ИСХОДНЫЙ ДОКУМЕНТ –
========================
Гиббон, Джон

Поделись знанием:
Перейти к: навигация, поиск
Джон Гиббон
Место рождения

Холмсбург, Филадельфия, Пеннсильвания

Место смерти

Балтимор, Мэриленд

Принадлежность

Соединённые Штаты Америки

Род войск

армия США

Годы службы

1847 – 1891

Звание

генерал-майор

Командовал

XXIV Корпус армии Джеймса
XVIII Корпус
II Корпус
2-я дивизия II Корпуса
Железная бригада

Сражения/войны

Американо-мексиканская война
Семинольские войны
Гражданская война в Америке

Связи

Джон Хэйшем Гиббон
(внучатый племянник)

Джо́н Ги́ббон (англ. John Gibbon; 20 апреля 1827 — 6 февраля 1896) — кадровый офицер армии США, участник гражданской войны и индейских войн.
========================
ИНСТРУКЦИИ К ЗАДАНИЮ –
1. Определите, соответствуют ли статье о Джоне Гиббоне утверждения (а), (б) и (в). Для каждого ответьте «да» или «нет» и приведите подтверждающие слова из статьи в точности. (а) Джон Гиббон умер в Балтиморе. (б) Гиббон служил в армии до 1896 года. (в) Гиббон командовал Железной бригадой.
2. Какое звание Джона Гиббона указано в статье о нём?

(Сохранённые записи данных)
========================
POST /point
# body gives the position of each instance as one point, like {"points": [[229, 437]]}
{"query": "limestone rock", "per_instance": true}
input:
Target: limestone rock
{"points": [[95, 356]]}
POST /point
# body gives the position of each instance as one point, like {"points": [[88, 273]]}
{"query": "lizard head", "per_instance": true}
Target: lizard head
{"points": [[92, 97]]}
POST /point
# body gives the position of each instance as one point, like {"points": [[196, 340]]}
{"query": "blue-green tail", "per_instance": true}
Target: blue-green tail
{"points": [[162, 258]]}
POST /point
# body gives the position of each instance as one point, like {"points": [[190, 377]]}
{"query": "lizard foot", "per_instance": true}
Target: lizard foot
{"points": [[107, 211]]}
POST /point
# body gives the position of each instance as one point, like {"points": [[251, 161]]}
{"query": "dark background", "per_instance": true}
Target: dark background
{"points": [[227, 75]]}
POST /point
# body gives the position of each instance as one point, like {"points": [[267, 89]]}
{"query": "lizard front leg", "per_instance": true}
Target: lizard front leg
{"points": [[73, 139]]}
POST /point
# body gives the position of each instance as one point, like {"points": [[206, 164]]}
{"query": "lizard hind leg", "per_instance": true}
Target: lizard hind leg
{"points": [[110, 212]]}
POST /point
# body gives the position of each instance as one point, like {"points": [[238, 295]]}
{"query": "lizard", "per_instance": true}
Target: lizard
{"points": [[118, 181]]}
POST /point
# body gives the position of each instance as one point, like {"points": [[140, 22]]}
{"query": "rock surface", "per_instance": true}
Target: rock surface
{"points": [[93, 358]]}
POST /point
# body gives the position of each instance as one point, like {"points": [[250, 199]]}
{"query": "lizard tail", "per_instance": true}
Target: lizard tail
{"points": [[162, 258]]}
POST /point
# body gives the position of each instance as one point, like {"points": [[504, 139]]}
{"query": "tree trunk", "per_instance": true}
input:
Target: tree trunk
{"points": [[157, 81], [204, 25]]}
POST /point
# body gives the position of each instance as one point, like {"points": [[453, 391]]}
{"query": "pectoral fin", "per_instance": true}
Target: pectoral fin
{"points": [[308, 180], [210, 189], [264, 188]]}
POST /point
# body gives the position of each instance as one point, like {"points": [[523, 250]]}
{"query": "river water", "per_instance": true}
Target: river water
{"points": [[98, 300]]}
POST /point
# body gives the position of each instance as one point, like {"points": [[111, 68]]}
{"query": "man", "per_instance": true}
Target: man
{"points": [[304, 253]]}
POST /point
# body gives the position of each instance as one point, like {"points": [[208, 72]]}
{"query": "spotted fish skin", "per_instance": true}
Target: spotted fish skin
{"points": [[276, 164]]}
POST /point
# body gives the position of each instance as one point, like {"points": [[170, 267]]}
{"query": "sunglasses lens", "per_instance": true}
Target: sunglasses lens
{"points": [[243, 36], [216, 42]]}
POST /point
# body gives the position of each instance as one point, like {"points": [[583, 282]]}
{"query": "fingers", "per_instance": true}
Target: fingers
========================
ОТВЕТЫ –
1.
(а) Да: «Балтимор, Мэриленд».
(б) Нет: «1847 – 1891».
(в) Да: «Железная бригада».

2. Генерал-майор.